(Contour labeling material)
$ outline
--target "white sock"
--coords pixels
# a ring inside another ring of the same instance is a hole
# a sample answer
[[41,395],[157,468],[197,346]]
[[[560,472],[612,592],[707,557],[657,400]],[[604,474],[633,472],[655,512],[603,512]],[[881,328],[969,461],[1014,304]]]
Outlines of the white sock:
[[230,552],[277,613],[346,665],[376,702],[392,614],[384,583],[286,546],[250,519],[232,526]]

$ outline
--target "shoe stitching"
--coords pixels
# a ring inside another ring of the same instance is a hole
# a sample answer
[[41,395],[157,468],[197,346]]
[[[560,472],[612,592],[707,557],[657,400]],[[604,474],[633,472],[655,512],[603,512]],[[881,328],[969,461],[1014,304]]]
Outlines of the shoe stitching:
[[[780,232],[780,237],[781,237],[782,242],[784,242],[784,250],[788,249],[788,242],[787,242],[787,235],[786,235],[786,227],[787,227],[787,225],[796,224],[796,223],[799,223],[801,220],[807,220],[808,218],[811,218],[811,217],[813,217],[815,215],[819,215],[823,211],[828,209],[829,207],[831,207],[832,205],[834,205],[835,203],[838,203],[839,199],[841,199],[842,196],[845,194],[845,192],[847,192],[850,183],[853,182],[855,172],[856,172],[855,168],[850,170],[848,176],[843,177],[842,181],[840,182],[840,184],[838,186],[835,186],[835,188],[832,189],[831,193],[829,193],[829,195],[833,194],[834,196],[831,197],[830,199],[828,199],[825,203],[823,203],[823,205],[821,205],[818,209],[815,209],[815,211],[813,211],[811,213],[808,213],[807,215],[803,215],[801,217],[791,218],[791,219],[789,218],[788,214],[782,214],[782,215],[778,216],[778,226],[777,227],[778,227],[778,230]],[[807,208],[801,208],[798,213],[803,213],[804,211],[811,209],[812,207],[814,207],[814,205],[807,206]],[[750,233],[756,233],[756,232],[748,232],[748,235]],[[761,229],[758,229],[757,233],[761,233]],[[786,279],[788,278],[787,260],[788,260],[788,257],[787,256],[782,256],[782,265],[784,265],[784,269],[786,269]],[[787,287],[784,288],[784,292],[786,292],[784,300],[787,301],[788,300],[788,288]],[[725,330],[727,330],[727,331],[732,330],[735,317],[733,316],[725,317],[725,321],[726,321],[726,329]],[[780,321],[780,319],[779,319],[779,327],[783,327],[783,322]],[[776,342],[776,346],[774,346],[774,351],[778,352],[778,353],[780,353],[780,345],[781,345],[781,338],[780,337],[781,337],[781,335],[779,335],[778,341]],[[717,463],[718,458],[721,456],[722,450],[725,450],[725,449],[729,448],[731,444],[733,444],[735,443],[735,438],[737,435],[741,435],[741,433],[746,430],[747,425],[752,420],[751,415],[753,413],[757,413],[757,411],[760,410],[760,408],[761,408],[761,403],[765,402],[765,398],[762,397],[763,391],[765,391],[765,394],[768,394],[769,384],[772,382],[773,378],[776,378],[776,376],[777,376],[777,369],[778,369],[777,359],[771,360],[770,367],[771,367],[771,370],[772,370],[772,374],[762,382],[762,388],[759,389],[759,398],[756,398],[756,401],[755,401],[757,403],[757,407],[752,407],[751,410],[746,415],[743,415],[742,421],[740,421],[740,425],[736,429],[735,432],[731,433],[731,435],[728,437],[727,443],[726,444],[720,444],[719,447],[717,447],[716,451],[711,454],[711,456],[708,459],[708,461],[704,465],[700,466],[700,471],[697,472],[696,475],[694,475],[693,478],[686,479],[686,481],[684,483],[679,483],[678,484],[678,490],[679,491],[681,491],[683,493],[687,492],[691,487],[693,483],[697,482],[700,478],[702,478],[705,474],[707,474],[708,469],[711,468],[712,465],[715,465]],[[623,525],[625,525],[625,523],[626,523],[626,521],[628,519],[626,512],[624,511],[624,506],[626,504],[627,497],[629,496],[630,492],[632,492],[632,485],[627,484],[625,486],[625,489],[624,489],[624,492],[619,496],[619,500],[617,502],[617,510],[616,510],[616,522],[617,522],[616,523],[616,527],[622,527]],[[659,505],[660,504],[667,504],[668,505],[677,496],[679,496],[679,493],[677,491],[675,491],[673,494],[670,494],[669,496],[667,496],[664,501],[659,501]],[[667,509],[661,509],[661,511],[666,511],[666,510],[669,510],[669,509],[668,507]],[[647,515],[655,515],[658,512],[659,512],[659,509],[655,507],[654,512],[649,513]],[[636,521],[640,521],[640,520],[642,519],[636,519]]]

**YOUR OBJECTIVE:** Rewrite every line of the material above as a JSON list of strings, one string per line, and omit the blank lines.

**RESULT FOR THIS EXERCISE:**
[
  "$ outline",
  "--target \"white sock\"",
  "--coords pixels",
  "# a ring inside another ring of the same instance is a hole",
  "# a sample answer",
  "[[41,395],[157,468],[197,346]]",
  "[[[560,472],[612,592],[707,557],[657,400]],[[604,474],[633,472],[655,512],[603,512]],[[881,328],[969,461],[1014,304]]]",
  "Outlines of the white sock:",
  "[[230,552],[277,613],[346,665],[376,702],[392,614],[384,583],[286,546],[250,519],[232,526]]",
  "$ outline",
  "--target \"shoe stitching\"",
  "--coords pixels",
  "# a ring inside another ring of the same instance is a hole",
  "# a sample answer",
  "[[41,395],[157,468],[197,346]]",
  "[[[560,472],[612,592],[707,557],[657,400]],[[604,474],[633,472],[655,512],[603,512]],[[881,328],[969,461],[1014,304]]]",
  "Outlines of the shoe stitching:",
  "[[[780,232],[780,237],[781,237],[782,242],[784,242],[784,250],[788,249],[788,242],[787,242],[787,235],[786,235],[786,227],[787,227],[787,225],[796,224],[796,223],[799,223],[801,220],[807,220],[808,218],[811,218],[811,217],[813,217],[815,215],[819,215],[823,211],[828,209],[829,207],[831,207],[832,205],[834,205],[835,203],[838,203],[839,199],[841,199],[842,196],[845,194],[845,192],[847,192],[850,183],[853,182],[855,172],[856,172],[855,168],[850,170],[848,176],[843,177],[842,181],[840,182],[840,184],[838,186],[835,186],[835,188],[832,189],[831,193],[829,193],[829,195],[833,194],[834,196],[831,197],[830,199],[828,199],[825,203],[823,203],[823,205],[821,205],[818,209],[815,209],[815,211],[813,211],[811,213],[808,213],[807,215],[803,215],[801,217],[791,218],[791,219],[789,218],[788,214],[782,214],[782,215],[778,216],[778,226],[777,227],[778,227],[778,230]],[[807,208],[801,208],[798,213],[803,213],[804,211],[811,209],[812,207],[814,207],[814,205],[807,206]],[[750,233],[756,233],[756,232],[748,232],[748,235]],[[761,229],[758,229],[757,233],[761,233]],[[786,279],[788,278],[787,260],[788,260],[788,257],[787,256],[782,256],[782,265],[784,265],[784,269],[786,269]],[[787,287],[784,288],[784,292],[786,292],[784,300],[787,301],[788,300],[788,288]],[[725,330],[727,330],[727,331],[732,330],[735,317],[733,316],[725,317],[725,321],[726,321],[726,329]],[[780,321],[780,319],[779,319],[779,327],[783,327],[783,322]],[[776,342],[776,346],[774,346],[774,351],[778,352],[778,353],[780,353],[780,345],[781,345],[781,338],[780,337],[781,337],[781,335],[779,335],[778,341]],[[717,463],[718,458],[721,456],[722,450],[725,450],[725,449],[729,448],[731,444],[733,444],[735,443],[735,438],[737,435],[741,435],[741,433],[746,430],[747,425],[752,420],[751,415],[753,413],[757,413],[757,411],[760,410],[760,408],[761,408],[761,403],[765,402],[765,398],[762,397],[763,391],[765,391],[765,394],[768,394],[769,384],[772,382],[773,378],[776,378],[776,376],[777,376],[777,369],[778,369],[777,359],[771,360],[770,367],[771,367],[771,370],[772,370],[772,374],[762,382],[762,388],[759,389],[759,398],[756,398],[756,401],[755,401],[757,403],[757,407],[752,407],[751,410],[746,415],[743,415],[742,421],[740,421],[740,425],[736,429],[735,432],[731,433],[731,435],[728,437],[727,443],[726,444],[720,444],[719,447],[717,447],[716,451],[711,454],[711,456],[708,459],[708,461],[704,465],[700,466],[700,471],[697,472],[696,475],[694,475],[693,478],[686,479],[686,481],[684,483],[679,483],[678,484],[678,490],[679,491],[681,491],[683,493],[687,492],[691,487],[693,483],[697,482],[700,478],[702,478],[705,474],[707,474],[708,469],[711,468],[712,465],[715,465]],[[623,525],[625,525],[625,523],[626,523],[626,521],[628,519],[626,512],[624,511],[624,506],[626,504],[627,497],[629,496],[630,492],[632,492],[632,485],[627,484],[625,486],[625,489],[624,489],[624,492],[619,496],[619,500],[617,502],[617,510],[616,510],[616,522],[617,522],[616,523],[616,527],[622,527]],[[659,505],[660,504],[667,504],[668,505],[677,496],[679,496],[679,493],[677,491],[675,491],[673,494],[670,494],[669,496],[667,496],[664,501],[659,501]],[[667,509],[661,509],[661,511],[666,511],[666,510],[669,510],[669,509],[668,507]],[[647,515],[655,515],[658,512],[659,512],[659,509],[655,507],[654,512],[649,513]],[[636,521],[640,521],[640,520],[642,519],[636,519]]]"
]